Task objective:
Reprint the whole of the data exactly.

Task inputs:

Start of Block

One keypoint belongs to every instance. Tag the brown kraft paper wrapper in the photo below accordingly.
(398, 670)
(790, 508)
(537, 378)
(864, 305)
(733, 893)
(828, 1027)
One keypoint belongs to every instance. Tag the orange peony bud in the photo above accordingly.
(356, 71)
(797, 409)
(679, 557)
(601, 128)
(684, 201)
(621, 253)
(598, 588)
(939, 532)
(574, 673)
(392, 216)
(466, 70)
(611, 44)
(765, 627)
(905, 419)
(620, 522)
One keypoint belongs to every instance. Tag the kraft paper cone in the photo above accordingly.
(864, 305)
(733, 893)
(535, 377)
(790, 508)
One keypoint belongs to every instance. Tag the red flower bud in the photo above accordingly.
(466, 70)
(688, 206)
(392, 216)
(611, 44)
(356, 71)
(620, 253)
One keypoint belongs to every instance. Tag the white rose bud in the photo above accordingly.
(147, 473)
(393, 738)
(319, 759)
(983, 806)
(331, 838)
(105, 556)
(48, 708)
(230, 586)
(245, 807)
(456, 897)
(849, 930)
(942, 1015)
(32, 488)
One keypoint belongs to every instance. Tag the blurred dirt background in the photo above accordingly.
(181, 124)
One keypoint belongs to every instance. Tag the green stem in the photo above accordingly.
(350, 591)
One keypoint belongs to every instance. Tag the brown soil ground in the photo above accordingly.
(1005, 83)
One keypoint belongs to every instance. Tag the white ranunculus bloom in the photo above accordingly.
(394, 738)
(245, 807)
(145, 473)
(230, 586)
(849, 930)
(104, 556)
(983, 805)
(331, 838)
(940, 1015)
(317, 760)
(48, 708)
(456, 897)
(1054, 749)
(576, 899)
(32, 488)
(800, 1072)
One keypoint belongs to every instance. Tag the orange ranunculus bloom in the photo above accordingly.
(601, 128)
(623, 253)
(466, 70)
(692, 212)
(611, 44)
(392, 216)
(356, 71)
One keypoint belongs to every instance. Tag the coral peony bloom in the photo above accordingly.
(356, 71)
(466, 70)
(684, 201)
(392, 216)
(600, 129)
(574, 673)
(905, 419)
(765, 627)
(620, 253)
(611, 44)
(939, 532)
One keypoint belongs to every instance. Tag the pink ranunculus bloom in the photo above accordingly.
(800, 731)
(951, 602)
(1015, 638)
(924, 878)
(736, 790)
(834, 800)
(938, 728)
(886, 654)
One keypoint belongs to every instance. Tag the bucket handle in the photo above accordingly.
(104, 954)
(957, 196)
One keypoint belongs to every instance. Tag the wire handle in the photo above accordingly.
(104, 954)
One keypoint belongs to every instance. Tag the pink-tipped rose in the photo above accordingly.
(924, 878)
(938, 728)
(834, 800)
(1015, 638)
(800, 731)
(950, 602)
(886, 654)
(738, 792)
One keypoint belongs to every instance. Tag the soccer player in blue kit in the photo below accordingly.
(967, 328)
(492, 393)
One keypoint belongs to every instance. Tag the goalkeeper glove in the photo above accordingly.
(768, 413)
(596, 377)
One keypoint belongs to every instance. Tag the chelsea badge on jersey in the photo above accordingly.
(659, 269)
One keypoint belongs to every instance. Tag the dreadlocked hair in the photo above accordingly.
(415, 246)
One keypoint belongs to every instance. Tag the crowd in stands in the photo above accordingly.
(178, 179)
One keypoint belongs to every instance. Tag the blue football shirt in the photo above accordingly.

End of Block

Answer section:
One keypoint belongs to every instance. Tag the brown kraft paper wrapper in the photo below accordingly.
(398, 670)
(790, 508)
(537, 378)
(864, 305)
(733, 893)
(828, 1027)
One keypoint belongs to every instance. Tag the orange peony bud in the photo above accordingly.
(356, 71)
(797, 409)
(679, 557)
(601, 128)
(684, 201)
(621, 253)
(598, 588)
(939, 532)
(574, 673)
(392, 216)
(466, 70)
(611, 44)
(765, 627)
(905, 419)
(620, 522)
One keypoint belongs to every instance. Tag the kraft paper cone in the photo above accordingly.
(864, 305)
(733, 893)
(535, 377)
(790, 508)
One keypoint belongs to every instance. Tag the red flower bud in the photo above accordingly.
(466, 70)
(688, 206)
(392, 216)
(611, 44)
(356, 71)
(620, 253)
One keypoint belongs to every instance. Tag the white rose bud in the photo above accordingly.
(147, 473)
(393, 738)
(319, 759)
(983, 806)
(331, 838)
(105, 556)
(48, 708)
(230, 586)
(245, 807)
(456, 897)
(849, 930)
(942, 1015)
(32, 488)
One keypoint belongs to every instance. Tag the blurred dirt background in the photo above accordingly.
(181, 124)
One keypoint belongs to every instance. Tag the green stem in the photo above accordingly.
(350, 591)
One keypoint belongs to every instance. Tag the brown soil ground in the photo above accordingly.
(1005, 83)
One keypoint belongs to every instance. Tag the white ranunculus bloom in the photo above accordingly.
(394, 738)
(245, 807)
(145, 473)
(230, 586)
(849, 930)
(104, 556)
(983, 805)
(331, 838)
(940, 1015)
(317, 760)
(48, 708)
(456, 897)
(1054, 749)
(576, 899)
(32, 488)
(800, 1072)
One keypoint belongs to every instance. Tag the orange ranunculus bloom in the photo above accordingly.
(601, 128)
(623, 253)
(466, 70)
(692, 212)
(611, 44)
(392, 216)
(356, 71)
One keypoint belongs to every instance. Tag the coral peony bloom in the photo above accordingly.
(356, 71)
(466, 70)
(684, 201)
(392, 216)
(600, 129)
(574, 673)
(905, 419)
(765, 627)
(620, 253)
(611, 44)
(939, 532)
One keypoint belongs to every instance. Tag the pink ranunculus bloom in the photo above accordingly.
(800, 731)
(951, 602)
(1015, 638)
(924, 878)
(736, 790)
(834, 800)
(938, 728)
(886, 654)
One keypoint belongs to every instance. Tag the bucket handle in the photo above accordingly.
(104, 954)
(957, 196)
One keypoint belongs to every instance. Tag the wire handle in the photo above accordingly.
(104, 954)
One keypoint belongs to every instance. Tag the pink-tipped rose in the photo above accordingly.
(924, 878)
(938, 728)
(834, 800)
(1015, 638)
(800, 731)
(950, 602)
(886, 654)
(738, 792)
One keypoint belongs to every instance. Tag the soccer player in blue kit in the photo below accordingly.
(967, 328)
(492, 393)
One keypoint belongs to every instance. Tag the goalkeeper glove in the photo above accordingly.
(768, 413)
(596, 377)
One keypoint belongs to every instance. Tag the chelsea badge on jersey in the photo above accordingly.
(659, 269)
One keypoint belongs to every instance. Tag the dreadlocked hair in the photo above accordingly.
(415, 246)
One keypoint belongs to every instance. Tag the crowd in stands in the photo above accordingly.
(178, 179)
One keypoint belongs to every instance. Tag the blue football shirt in the photo above accordingly.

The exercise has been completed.